TO DO:
Copy out the records unchanged, starting with their first line and ending with the line that contains "161L112 159L110 154L107", with both lines included.

++++ TASK INPUTS

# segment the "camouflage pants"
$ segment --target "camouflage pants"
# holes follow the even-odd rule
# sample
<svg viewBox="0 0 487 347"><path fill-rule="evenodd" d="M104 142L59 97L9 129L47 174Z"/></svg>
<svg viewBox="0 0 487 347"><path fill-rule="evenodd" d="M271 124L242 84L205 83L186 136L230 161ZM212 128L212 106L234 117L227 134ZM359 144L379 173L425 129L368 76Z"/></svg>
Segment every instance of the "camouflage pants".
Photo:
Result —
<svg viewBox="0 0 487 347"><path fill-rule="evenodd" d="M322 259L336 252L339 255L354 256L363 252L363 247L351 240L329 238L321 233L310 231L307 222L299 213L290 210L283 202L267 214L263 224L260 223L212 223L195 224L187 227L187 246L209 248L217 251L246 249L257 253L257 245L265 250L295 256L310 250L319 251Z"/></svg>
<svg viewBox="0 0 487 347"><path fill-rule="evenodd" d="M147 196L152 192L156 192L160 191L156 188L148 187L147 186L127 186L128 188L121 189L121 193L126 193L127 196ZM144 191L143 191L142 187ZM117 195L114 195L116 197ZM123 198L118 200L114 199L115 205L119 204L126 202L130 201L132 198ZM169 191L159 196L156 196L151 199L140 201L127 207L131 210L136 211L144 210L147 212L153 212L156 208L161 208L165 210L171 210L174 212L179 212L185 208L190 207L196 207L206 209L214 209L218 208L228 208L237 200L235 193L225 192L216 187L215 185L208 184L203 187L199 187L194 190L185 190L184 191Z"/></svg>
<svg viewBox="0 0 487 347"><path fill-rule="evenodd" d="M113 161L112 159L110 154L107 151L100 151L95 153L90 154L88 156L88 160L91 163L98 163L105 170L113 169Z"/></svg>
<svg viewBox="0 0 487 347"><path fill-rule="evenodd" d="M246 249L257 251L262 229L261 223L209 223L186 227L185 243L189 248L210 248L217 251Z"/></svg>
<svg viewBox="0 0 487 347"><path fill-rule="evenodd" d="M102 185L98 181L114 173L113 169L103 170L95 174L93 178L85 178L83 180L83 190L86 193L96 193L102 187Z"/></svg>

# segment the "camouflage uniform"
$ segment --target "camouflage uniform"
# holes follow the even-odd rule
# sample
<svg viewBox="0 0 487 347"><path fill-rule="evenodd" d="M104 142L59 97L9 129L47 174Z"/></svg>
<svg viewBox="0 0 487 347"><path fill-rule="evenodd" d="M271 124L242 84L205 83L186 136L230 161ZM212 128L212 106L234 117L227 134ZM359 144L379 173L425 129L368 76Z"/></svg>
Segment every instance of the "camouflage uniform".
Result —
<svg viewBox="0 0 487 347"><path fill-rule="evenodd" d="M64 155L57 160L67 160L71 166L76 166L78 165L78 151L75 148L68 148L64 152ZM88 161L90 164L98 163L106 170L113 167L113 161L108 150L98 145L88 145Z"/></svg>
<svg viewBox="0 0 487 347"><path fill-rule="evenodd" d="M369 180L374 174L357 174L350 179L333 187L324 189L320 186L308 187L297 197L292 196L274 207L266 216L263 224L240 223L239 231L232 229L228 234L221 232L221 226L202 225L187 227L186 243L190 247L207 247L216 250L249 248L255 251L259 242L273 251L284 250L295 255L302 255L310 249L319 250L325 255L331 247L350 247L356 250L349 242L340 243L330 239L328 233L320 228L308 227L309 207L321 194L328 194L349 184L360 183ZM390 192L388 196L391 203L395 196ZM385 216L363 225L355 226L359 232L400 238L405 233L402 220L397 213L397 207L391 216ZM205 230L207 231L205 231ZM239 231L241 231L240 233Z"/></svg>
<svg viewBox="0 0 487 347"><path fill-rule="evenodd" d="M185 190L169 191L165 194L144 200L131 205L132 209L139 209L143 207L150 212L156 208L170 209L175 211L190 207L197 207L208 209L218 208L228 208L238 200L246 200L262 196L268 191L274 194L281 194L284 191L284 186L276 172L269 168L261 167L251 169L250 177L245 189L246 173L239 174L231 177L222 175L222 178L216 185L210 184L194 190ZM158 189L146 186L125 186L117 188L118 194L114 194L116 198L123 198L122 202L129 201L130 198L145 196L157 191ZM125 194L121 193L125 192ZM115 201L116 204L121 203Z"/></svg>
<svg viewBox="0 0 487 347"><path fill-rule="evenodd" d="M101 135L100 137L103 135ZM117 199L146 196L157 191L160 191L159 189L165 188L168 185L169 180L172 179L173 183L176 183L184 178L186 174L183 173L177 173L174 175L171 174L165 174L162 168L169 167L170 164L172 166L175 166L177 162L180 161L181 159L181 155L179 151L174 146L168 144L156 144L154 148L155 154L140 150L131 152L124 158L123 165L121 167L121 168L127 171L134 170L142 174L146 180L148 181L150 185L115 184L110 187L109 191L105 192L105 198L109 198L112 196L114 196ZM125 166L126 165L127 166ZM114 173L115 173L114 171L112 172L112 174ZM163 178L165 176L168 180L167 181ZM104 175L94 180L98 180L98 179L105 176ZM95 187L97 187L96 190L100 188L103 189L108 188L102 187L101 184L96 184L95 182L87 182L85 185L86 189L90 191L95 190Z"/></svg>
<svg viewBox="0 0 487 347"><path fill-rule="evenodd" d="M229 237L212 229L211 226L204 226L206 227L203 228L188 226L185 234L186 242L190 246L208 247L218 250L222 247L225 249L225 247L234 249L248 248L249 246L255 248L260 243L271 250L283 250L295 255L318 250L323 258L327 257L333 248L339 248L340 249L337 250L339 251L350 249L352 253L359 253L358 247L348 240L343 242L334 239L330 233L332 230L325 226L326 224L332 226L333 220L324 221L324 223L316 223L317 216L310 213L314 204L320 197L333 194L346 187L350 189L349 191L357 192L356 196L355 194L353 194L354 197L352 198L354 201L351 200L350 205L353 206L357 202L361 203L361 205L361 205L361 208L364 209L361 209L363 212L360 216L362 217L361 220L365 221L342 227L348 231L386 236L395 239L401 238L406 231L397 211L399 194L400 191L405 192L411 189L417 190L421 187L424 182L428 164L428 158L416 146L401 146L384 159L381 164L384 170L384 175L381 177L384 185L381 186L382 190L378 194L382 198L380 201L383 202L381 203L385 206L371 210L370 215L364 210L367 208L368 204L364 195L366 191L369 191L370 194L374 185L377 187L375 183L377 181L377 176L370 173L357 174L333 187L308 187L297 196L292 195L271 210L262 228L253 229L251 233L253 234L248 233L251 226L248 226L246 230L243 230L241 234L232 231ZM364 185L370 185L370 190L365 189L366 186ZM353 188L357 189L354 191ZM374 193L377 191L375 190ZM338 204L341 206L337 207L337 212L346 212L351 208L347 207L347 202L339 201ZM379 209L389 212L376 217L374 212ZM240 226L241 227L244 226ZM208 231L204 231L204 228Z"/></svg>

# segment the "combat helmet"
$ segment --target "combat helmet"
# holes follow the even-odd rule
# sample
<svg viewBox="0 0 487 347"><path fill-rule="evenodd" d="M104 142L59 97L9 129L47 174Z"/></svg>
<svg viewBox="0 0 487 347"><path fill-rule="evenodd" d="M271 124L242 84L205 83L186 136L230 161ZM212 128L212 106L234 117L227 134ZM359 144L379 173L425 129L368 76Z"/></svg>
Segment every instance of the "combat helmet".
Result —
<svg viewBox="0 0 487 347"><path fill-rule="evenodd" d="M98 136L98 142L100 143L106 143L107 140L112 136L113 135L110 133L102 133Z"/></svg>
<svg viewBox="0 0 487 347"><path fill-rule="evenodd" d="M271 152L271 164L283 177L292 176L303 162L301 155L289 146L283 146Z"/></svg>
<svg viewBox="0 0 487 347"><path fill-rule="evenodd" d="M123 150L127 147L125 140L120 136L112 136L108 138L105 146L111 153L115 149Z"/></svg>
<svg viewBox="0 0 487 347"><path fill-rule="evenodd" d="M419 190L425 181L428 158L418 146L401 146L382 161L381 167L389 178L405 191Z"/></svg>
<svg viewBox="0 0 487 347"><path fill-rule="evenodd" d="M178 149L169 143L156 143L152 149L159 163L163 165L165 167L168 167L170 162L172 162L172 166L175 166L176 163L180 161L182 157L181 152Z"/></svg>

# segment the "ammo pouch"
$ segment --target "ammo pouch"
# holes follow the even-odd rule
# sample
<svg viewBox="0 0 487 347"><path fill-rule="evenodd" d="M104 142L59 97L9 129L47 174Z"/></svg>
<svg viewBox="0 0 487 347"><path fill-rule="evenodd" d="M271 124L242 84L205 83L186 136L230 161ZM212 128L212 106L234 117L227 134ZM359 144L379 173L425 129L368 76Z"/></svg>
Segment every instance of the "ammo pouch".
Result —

++++++++

THE OUTPUT:
# segment the "camouflage pants"
$ segment --target "camouflage pants"
# holes follow the even-odd rule
# sample
<svg viewBox="0 0 487 347"><path fill-rule="evenodd" d="M104 142L59 97L9 129L47 174Z"/></svg>
<svg viewBox="0 0 487 347"><path fill-rule="evenodd" d="M271 124L242 84L205 83L186 136L230 161ZM212 128L212 106L234 117L227 134ZM359 144L379 173L425 129L368 76Z"/></svg>
Segment every instance of the "camouflage pants".
Photo:
Result —
<svg viewBox="0 0 487 347"><path fill-rule="evenodd" d="M322 259L336 252L339 255L354 256L363 252L363 247L351 240L329 238L321 233L310 231L307 222L299 213L290 210L283 202L267 214L263 224L260 223L212 223L195 224L187 227L187 246L209 248L217 251L246 249L257 253L257 245L265 250L295 256L310 250L319 251Z"/></svg>
<svg viewBox="0 0 487 347"><path fill-rule="evenodd" d="M147 196L152 192L156 192L160 191L156 188L148 187L147 186L127 186L128 188L121 189L121 193L126 193L127 196ZM144 191L143 191L142 187ZM117 195L114 195L116 197ZM123 198L118 200L114 199L115 205L119 204L126 202L130 201L132 198ZM169 191L159 196L156 196L151 199L140 201L127 207L131 210L136 211L144 210L147 212L153 212L156 208L161 208L165 210L171 210L174 212L179 212L185 208L190 207L196 207L206 209L214 209L218 208L228 208L237 200L235 193L225 192L216 187L215 185L208 184L203 187L199 187L194 190L185 190L184 191Z"/></svg>
<svg viewBox="0 0 487 347"><path fill-rule="evenodd" d="M113 161L112 159L110 154L107 151L100 151L95 153L90 154L88 156L88 160L91 163L98 163L105 170L113 169Z"/></svg>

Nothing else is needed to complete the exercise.